Supplied text:
--- START ---

Virginia's Unemployment Trust Fund to Run Dry This Week

Date: October 14, 2020

The Virginia Employment Commission recently announced that the money it pays out in unemployment benefits to out-of-work Virginians will run out sometime this week. A spokesperson for the agency, said VEC expects to apply for a loan from the federal government to shore up the fund.

 

Unemployment claims in Virginia have been decreasing steadily since the state began reopening its economy, but they are still higher than last year.  Continued unemployment claims dropped to 160,764 for the week ending Oct. 3 – a 7.5% decrease from the previous week and a big drop from mid-May, when claims reached about 400,000.

 

Virginia has asked the federal government to forgive these loans, but if it does not, the state likely will have to raise business taxes to take in enough money to pay it back.

 

Also, some states have tapped existing federal CARES Act funding to replenish their trust funds, but that would be a decision that would need to be made by Governor Northam.  

 

NFIB Virginia is asking the Governor and General Assembly to use federal CARES Act money to shore up Virginia’s unemployment trust fund to reduce any tax increases businesses may be facing in 2021.

 

Virginia’s trust fund last ran a deficit during the Great Recession and had borrowed $487.5 million from the federal government as of April 30, 2011. 

 

Going into the pandemic, the state had amassed $1.46 billion in its trust fund. By the end of June, though, the fund had shrunk to $500 million.

--- END ---

Excerpted records:
--- START ---

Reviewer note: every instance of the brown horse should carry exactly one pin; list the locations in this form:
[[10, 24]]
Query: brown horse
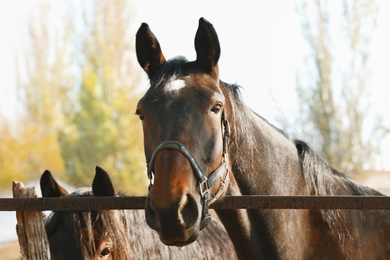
[[118, 234], [202, 142]]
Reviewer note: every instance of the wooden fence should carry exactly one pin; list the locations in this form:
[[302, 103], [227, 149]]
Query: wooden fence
[[34, 244]]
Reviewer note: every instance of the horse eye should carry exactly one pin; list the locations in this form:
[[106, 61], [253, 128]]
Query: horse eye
[[216, 108], [105, 252], [140, 115]]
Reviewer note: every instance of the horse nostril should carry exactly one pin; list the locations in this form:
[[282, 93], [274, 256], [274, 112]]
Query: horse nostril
[[188, 211], [151, 215]]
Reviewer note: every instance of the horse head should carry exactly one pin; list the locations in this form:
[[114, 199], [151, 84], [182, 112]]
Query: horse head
[[65, 230], [185, 117]]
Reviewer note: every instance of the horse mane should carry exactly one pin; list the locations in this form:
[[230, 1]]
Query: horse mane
[[322, 179]]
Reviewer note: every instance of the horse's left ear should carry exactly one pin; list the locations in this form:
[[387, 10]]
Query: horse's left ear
[[207, 46], [148, 50], [102, 185], [49, 186]]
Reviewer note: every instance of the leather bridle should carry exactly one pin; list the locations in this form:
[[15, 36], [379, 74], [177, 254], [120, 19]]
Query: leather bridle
[[205, 183]]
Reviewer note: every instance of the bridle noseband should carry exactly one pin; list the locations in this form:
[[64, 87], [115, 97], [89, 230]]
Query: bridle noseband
[[205, 183]]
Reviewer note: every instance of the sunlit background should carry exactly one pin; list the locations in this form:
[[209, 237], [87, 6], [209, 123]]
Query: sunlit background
[[69, 81]]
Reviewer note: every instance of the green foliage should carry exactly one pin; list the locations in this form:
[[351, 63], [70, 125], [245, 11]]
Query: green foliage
[[333, 105], [77, 109]]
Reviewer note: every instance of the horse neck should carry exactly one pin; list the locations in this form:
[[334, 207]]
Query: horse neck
[[262, 154]]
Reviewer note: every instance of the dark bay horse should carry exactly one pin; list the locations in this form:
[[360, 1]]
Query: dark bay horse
[[201, 142], [119, 234]]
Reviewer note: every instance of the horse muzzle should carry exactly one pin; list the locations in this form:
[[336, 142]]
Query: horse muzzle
[[178, 225]]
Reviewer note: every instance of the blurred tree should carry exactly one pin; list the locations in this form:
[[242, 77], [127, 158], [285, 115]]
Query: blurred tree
[[102, 128], [30, 143], [333, 99], [77, 89]]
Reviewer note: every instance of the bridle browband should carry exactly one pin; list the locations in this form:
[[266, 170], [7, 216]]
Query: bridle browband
[[205, 183]]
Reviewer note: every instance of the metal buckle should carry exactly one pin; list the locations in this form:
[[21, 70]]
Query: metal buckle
[[204, 187]]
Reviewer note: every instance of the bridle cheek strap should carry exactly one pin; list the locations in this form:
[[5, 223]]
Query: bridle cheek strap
[[205, 183]]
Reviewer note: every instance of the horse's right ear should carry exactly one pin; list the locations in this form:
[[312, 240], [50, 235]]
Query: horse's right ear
[[148, 49], [102, 185], [49, 186]]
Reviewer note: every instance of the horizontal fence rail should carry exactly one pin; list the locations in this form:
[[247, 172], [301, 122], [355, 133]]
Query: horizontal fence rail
[[228, 202]]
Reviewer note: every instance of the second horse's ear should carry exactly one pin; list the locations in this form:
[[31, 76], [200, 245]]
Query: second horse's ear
[[102, 185], [49, 186]]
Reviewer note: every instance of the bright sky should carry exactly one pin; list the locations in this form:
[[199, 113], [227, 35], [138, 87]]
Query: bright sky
[[261, 41]]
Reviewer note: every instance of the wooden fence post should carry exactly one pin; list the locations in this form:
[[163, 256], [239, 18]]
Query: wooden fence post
[[30, 228]]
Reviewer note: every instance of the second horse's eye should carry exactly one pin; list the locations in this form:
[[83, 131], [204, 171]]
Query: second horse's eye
[[216, 108]]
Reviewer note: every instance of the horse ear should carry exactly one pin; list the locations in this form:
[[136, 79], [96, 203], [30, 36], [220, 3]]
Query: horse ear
[[49, 186], [148, 49], [207, 46], [102, 185]]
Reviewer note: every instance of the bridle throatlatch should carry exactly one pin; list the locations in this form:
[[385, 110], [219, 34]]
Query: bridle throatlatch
[[205, 183]]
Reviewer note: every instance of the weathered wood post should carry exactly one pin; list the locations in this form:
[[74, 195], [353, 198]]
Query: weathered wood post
[[30, 228]]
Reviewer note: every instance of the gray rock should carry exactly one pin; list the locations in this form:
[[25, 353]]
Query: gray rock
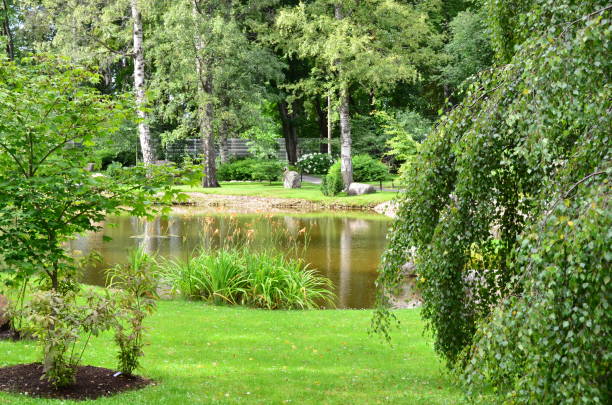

--- END ---

What is being asked:
Condense the paragraph in the Virginia unemployment article above that begins "Unemployment claims in Virginia have been decreasing" into a short bulleted list that keeps its main facts.

Response below:
- Virginia's unemployment claims have fallen steadily since the state began reopening, though they remain above last year's level.
- Continued claims fell to 160,764 for the week ending Oct. 3, down 7.5% from the week before.
- That is far below mid-May, when claims reached about 400,000.